**Instructions to follow:** Report every line of the material that contains the string "blue", reproducing each such line in full.

[Data listing]
★ ★ ★ ★ ★
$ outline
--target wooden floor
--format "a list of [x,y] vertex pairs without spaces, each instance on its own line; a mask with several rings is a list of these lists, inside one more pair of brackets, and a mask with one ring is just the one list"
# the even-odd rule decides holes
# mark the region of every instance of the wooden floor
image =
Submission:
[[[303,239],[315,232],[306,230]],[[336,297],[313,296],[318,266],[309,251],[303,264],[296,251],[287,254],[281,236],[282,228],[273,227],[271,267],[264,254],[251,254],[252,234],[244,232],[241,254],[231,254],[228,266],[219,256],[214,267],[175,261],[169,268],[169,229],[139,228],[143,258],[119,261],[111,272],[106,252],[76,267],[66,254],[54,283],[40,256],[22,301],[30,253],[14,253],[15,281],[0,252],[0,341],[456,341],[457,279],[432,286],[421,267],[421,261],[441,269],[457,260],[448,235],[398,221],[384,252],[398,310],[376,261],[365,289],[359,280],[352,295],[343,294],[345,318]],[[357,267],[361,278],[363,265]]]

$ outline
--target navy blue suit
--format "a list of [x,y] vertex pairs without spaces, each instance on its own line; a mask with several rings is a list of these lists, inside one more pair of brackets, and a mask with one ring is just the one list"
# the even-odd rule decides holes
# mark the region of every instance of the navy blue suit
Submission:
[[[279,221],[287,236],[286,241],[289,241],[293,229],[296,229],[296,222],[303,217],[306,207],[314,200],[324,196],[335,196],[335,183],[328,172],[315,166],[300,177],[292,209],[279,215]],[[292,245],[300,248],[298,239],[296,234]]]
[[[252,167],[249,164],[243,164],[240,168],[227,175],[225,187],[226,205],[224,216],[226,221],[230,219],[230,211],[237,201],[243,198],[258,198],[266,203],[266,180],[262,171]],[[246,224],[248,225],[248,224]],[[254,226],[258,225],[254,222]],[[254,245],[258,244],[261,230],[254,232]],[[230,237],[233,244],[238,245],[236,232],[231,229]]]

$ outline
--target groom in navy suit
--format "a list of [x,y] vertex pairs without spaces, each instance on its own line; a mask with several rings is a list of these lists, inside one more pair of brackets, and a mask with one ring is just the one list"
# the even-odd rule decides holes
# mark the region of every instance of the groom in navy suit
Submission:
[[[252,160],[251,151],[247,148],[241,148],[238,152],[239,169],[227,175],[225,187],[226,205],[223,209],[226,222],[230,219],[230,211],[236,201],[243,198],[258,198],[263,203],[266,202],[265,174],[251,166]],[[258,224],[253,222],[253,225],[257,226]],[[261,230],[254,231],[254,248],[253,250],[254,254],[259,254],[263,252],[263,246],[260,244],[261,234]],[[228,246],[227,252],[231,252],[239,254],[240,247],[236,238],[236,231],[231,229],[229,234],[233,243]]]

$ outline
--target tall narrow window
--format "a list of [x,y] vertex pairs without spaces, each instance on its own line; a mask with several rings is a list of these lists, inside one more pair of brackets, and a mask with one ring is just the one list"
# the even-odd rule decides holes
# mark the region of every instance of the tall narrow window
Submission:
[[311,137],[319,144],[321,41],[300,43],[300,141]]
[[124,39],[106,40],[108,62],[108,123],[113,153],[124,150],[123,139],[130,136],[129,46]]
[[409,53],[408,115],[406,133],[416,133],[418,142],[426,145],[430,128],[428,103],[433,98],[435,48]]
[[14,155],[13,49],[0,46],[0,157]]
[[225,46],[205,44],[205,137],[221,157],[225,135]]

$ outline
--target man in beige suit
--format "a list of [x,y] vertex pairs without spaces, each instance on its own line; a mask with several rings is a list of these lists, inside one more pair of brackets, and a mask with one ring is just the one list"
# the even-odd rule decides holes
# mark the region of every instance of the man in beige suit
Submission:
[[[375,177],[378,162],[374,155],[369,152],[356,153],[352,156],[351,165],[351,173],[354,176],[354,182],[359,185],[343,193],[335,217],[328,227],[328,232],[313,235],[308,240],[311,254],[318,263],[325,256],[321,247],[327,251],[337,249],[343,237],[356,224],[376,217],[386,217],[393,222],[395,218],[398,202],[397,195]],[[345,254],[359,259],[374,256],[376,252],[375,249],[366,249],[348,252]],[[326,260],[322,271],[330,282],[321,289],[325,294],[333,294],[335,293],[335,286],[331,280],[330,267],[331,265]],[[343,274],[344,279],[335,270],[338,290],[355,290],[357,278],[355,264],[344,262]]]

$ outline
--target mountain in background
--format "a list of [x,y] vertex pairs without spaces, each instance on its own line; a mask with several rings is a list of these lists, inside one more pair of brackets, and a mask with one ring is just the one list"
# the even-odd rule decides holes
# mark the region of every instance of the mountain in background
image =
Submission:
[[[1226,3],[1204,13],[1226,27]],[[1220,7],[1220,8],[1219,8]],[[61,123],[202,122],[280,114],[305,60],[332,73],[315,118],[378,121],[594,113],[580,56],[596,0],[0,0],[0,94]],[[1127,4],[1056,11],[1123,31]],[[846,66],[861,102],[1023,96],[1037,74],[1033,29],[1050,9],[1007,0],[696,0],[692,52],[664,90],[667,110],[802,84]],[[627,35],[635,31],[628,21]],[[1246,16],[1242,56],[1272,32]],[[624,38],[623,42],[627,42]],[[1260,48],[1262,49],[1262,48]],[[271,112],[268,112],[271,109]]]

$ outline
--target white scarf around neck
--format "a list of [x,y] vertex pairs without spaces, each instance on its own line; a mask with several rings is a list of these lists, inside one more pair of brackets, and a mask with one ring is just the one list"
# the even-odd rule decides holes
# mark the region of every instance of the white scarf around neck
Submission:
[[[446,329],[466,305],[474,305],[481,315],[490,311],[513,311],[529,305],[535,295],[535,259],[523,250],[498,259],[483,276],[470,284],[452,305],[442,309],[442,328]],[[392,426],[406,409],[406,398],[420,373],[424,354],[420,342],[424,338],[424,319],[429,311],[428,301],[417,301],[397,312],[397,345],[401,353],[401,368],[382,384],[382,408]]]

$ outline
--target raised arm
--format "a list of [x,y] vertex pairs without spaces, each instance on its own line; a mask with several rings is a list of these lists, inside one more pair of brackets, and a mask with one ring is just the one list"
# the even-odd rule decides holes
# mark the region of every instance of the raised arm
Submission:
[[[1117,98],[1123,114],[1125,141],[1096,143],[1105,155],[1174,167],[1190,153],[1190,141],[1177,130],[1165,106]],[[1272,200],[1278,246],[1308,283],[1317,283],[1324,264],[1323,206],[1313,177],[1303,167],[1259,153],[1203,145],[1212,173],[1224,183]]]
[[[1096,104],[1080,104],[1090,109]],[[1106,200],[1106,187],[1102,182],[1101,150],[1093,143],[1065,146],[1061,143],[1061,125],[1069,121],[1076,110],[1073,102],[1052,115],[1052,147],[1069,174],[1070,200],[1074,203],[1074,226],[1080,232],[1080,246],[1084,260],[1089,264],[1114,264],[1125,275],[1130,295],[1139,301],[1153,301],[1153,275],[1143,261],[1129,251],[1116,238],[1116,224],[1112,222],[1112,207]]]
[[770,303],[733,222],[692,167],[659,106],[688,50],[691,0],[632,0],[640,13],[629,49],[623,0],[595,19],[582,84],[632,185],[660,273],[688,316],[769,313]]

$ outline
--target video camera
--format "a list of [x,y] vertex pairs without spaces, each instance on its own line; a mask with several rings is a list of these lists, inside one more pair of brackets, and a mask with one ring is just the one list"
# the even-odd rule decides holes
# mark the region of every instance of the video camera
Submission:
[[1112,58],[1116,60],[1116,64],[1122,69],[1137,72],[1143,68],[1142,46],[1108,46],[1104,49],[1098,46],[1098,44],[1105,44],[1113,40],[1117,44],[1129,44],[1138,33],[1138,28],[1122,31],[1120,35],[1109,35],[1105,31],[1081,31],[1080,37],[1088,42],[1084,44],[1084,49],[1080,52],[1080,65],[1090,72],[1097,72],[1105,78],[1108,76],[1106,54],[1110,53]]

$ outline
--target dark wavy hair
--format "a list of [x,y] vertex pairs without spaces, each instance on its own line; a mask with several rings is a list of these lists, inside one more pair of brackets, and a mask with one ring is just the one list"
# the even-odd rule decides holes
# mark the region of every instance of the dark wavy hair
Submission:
★ ★ ★ ★ ★
**Complete output:**
--target navy blue suit
# mark the region of every instance of the navy blue suit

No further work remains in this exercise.